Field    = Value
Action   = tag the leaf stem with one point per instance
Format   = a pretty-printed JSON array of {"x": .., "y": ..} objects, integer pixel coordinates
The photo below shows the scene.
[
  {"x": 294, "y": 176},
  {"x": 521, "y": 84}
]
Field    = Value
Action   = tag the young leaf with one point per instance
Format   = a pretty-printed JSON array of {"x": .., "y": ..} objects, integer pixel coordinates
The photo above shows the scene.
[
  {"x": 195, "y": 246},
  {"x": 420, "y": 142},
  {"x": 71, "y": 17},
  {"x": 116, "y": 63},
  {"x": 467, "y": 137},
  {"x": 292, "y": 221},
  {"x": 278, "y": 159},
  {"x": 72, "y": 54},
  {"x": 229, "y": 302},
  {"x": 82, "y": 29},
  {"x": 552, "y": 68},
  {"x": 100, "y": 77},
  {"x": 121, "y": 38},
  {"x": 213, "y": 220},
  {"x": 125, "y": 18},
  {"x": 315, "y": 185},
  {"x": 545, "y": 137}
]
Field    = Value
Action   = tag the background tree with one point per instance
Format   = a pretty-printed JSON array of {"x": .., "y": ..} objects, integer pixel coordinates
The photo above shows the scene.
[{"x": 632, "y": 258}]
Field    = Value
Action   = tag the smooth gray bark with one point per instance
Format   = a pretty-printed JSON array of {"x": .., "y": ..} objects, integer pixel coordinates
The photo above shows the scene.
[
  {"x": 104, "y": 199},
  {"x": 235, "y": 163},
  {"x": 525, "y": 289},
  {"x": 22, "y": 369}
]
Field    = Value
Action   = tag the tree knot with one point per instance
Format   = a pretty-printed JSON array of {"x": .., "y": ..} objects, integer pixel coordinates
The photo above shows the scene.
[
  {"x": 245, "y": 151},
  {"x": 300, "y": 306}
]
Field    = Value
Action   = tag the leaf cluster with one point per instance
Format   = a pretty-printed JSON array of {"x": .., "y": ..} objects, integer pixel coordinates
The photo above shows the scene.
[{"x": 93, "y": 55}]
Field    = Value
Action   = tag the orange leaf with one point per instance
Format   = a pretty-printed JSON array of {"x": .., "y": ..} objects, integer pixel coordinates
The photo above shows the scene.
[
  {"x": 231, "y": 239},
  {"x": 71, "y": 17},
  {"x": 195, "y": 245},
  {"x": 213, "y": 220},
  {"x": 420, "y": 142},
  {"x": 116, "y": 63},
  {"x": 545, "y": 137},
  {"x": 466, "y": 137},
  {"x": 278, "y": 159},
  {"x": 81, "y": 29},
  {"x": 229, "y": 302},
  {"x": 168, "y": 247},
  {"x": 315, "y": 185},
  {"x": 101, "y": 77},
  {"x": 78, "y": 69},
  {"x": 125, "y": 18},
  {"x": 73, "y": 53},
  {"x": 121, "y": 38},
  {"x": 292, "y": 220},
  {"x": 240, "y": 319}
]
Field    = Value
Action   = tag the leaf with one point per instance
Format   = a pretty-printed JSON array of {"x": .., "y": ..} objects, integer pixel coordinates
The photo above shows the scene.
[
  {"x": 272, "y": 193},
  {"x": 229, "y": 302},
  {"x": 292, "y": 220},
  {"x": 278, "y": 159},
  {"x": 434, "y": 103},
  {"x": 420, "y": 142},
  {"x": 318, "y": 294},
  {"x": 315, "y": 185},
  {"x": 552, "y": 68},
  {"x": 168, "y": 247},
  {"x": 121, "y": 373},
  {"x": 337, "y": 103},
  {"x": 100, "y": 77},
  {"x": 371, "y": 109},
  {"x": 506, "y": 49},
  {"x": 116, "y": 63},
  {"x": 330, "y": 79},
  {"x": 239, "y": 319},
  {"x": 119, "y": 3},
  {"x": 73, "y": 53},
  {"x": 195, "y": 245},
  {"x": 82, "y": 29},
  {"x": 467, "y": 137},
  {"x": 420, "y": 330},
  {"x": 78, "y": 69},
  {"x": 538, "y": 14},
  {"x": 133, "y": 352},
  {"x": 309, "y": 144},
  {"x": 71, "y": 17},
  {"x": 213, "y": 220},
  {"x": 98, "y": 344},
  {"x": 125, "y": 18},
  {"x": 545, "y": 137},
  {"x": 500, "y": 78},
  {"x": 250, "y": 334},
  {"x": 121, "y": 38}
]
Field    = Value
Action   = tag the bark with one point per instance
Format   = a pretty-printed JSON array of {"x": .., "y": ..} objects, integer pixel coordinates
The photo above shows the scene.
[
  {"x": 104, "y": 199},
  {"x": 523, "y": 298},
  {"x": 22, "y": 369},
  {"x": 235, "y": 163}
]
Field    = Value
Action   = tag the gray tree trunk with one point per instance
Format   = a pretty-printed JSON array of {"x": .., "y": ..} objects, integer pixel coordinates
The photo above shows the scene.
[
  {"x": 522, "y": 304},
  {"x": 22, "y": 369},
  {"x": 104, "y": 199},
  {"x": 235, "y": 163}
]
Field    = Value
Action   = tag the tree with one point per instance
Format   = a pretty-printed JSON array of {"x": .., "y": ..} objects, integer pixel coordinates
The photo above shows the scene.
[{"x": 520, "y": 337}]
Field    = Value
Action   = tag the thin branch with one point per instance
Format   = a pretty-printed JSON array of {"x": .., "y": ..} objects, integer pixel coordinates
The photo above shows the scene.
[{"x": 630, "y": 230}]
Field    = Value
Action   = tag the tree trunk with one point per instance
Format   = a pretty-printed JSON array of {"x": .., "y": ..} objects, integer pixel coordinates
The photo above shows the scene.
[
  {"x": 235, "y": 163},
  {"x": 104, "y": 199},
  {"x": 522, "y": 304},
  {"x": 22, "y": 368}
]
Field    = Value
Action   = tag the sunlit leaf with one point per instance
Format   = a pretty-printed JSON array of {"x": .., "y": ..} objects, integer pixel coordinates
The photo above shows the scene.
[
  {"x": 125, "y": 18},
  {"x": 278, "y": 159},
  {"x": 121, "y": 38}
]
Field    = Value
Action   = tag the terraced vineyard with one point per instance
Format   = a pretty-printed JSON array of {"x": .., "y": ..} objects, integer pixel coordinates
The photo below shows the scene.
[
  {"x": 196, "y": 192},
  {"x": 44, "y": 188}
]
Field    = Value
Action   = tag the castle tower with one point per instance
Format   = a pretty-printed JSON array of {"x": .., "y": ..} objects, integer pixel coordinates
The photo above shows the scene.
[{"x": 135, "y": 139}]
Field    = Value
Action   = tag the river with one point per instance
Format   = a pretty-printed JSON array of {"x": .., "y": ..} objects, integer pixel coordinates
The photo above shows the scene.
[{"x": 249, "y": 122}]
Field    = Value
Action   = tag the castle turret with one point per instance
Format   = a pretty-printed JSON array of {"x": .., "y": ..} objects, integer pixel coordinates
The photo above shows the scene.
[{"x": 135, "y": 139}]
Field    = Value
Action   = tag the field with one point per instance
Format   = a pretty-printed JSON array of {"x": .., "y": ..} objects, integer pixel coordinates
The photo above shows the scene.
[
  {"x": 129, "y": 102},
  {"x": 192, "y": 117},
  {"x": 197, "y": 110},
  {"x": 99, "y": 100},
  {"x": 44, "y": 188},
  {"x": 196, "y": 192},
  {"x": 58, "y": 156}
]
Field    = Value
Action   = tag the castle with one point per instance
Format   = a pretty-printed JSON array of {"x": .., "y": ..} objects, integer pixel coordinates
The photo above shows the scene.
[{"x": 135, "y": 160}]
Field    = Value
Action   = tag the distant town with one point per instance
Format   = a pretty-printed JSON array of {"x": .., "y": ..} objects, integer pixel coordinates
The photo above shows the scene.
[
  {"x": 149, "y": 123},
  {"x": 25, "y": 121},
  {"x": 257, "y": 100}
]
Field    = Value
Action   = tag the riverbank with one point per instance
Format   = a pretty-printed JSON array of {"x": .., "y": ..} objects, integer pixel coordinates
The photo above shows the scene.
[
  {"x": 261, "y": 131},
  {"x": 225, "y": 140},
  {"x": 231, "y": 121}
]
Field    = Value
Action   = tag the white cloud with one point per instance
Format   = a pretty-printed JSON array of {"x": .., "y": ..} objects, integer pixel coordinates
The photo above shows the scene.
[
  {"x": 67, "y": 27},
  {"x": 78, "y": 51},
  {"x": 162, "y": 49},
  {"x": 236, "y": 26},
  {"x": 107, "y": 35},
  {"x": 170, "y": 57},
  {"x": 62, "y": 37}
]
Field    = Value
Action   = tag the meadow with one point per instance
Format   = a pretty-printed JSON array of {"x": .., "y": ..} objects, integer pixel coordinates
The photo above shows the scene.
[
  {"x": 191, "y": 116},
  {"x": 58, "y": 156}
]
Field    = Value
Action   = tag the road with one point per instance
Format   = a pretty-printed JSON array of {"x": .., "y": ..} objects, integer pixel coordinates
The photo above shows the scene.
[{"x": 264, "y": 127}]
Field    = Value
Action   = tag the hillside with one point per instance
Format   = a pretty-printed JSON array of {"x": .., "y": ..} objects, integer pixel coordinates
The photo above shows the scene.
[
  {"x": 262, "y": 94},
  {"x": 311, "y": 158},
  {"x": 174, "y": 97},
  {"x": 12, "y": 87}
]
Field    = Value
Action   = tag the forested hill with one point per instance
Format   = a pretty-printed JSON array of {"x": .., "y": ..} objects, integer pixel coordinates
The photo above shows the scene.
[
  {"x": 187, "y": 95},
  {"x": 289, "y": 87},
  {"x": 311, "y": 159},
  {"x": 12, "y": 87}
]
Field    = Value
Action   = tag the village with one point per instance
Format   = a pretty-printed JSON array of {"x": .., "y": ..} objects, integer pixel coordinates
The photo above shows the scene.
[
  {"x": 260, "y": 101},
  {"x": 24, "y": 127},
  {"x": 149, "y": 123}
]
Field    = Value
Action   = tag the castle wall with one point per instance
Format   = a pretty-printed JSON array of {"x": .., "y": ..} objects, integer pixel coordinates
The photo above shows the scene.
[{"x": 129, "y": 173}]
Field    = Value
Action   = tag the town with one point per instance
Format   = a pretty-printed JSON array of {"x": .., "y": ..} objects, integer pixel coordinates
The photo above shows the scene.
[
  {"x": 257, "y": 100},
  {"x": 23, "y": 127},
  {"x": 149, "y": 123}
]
________
» **PROBLEM**
Copy out every line of the data that includes the word "bark".

» **SOLUTION TO THE EXERCISE**
Action   = tag the smooth gray bark with one point per instance
Action   = tag the bark with one point per instance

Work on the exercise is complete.